Work to do:
From the line that includes "Look at the photograph above. For each instance of the pink" to the last line of the data, quote each line precisely; both boundary lines belong in the answer.

(Coordinate annotation entries)
========================

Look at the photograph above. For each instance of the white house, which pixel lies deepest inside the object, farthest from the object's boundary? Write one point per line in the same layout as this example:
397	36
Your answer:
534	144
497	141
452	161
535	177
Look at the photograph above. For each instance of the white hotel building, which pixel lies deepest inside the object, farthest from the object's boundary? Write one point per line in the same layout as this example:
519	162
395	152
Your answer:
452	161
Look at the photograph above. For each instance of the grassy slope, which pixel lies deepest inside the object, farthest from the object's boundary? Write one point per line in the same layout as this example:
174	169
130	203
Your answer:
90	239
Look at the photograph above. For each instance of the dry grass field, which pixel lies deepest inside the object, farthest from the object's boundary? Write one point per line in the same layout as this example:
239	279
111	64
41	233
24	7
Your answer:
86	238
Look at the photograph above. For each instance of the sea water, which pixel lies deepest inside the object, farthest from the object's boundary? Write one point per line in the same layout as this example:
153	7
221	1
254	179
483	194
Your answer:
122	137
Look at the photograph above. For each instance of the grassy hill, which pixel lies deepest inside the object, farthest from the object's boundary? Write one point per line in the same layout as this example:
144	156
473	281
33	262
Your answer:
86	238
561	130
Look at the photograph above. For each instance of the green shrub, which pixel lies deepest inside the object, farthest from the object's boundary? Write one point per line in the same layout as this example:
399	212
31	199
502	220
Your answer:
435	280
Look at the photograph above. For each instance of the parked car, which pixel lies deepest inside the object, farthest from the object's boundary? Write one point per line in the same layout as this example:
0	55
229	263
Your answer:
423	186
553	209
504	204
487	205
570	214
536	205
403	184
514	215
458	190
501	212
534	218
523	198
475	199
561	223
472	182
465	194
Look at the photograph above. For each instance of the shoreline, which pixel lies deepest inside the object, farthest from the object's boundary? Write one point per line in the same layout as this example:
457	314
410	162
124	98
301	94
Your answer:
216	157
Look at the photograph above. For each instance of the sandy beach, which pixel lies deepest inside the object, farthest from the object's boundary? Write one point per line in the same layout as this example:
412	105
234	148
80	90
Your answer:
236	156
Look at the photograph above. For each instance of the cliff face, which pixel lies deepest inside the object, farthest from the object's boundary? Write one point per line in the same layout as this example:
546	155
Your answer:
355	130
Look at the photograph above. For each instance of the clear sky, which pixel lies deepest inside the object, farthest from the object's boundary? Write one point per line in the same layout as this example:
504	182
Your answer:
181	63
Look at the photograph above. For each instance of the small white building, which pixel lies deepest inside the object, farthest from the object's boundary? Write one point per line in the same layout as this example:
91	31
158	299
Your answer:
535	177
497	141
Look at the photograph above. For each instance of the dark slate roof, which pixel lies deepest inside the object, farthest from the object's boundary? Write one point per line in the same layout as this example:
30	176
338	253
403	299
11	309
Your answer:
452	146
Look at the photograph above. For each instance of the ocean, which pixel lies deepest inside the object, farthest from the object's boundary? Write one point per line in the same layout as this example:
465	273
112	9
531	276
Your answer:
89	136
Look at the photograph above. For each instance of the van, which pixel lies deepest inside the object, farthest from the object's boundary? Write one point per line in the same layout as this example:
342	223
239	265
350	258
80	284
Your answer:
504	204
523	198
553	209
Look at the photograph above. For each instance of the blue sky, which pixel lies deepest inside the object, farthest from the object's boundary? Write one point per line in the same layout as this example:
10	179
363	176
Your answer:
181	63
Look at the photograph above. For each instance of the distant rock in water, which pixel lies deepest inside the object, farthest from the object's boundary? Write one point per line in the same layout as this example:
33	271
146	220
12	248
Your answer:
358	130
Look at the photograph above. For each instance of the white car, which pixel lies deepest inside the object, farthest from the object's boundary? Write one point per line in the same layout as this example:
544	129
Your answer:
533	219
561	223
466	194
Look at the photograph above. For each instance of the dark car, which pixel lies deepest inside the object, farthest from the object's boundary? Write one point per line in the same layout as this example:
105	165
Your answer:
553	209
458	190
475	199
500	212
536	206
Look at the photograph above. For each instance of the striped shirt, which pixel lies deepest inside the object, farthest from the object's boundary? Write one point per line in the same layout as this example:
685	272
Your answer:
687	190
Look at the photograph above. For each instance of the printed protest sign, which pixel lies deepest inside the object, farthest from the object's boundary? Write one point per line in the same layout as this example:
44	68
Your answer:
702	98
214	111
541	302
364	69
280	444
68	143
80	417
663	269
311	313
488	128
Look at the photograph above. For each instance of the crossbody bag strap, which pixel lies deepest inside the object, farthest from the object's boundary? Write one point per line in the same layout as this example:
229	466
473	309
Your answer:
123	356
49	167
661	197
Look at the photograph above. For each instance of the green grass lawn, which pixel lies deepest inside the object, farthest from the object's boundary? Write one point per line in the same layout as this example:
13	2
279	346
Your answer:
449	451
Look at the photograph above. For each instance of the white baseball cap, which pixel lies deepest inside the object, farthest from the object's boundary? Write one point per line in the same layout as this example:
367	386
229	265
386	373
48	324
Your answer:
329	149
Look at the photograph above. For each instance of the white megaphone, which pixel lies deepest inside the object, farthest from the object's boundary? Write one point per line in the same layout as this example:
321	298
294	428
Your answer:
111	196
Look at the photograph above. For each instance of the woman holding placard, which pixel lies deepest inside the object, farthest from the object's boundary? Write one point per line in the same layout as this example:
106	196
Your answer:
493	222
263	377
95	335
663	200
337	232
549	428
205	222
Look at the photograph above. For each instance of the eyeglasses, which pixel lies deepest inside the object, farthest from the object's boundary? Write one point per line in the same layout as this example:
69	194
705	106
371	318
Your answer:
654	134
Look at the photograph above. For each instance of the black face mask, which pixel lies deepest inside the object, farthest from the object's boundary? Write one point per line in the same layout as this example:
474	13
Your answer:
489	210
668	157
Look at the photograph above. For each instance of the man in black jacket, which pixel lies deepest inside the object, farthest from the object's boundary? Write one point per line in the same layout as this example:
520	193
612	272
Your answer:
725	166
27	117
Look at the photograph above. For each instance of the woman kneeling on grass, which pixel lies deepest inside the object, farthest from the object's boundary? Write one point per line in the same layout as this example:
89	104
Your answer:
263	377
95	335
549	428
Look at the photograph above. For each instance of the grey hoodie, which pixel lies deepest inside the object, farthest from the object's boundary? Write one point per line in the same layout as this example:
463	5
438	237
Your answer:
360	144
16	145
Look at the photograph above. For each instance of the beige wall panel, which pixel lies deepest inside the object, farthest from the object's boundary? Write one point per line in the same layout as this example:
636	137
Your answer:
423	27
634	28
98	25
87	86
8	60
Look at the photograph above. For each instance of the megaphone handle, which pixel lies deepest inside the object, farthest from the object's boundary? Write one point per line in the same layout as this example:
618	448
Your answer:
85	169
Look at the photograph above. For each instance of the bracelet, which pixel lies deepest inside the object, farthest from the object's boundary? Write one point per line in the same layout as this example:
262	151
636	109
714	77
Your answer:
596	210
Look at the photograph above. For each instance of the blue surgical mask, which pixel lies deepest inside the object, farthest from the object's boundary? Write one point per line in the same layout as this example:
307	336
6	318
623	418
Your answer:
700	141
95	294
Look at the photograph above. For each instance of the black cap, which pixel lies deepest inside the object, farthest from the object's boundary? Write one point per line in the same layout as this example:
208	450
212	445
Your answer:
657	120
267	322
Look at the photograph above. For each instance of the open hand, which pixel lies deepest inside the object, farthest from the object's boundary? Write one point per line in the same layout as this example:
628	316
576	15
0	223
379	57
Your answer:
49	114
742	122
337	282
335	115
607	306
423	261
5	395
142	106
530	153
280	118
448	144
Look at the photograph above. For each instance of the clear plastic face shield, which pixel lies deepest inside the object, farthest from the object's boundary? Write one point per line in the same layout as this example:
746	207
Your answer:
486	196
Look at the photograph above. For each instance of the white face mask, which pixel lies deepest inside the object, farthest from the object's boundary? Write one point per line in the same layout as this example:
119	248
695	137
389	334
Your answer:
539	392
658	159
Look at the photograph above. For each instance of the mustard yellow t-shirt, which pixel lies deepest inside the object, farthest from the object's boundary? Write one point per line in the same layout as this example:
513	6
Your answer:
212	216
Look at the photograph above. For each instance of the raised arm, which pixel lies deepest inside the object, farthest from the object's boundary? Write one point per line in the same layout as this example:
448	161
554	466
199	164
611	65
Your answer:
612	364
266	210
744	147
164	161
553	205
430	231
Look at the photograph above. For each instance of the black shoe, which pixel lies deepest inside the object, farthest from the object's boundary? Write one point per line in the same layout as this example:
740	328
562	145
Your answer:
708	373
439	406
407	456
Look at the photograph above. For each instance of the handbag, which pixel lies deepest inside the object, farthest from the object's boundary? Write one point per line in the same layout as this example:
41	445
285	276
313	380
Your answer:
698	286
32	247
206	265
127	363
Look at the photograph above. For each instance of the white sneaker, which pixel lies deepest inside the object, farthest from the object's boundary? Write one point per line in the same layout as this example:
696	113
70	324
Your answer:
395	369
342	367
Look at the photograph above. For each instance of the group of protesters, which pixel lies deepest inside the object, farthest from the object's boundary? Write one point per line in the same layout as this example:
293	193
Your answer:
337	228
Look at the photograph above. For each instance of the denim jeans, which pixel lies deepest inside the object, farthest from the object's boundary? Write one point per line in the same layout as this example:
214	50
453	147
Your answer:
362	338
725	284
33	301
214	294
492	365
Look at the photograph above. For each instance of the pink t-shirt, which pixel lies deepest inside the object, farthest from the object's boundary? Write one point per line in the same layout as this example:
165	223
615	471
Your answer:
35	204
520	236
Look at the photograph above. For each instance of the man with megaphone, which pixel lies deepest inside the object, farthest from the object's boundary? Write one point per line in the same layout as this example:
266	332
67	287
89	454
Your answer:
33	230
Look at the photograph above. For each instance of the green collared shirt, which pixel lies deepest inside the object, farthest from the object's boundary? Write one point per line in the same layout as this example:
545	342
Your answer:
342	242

========================

Solved problem:
Look at the photograph above. For each instance of the pink t-shirt, which pixel lies deepest inside the object, farthest from the object's boundary? Write one point per line in the same layout as this example:
165	223
615	471
Your answer:
35	204
520	236
Look at the photograph above. For each instance of the man with megaphone, which pixel lies deepest inside the object, farthest from the object's boundary? Write one point per line in the same layout as this example:
266	332
67	287
89	454
Your answer:
33	230
Look at the photograph above. For each instance of the green collared shirt, which pixel lies deepest inside the object, farthest from the object's boundary? Write one point per line in the same layout as this example:
545	342
Your answer:
342	242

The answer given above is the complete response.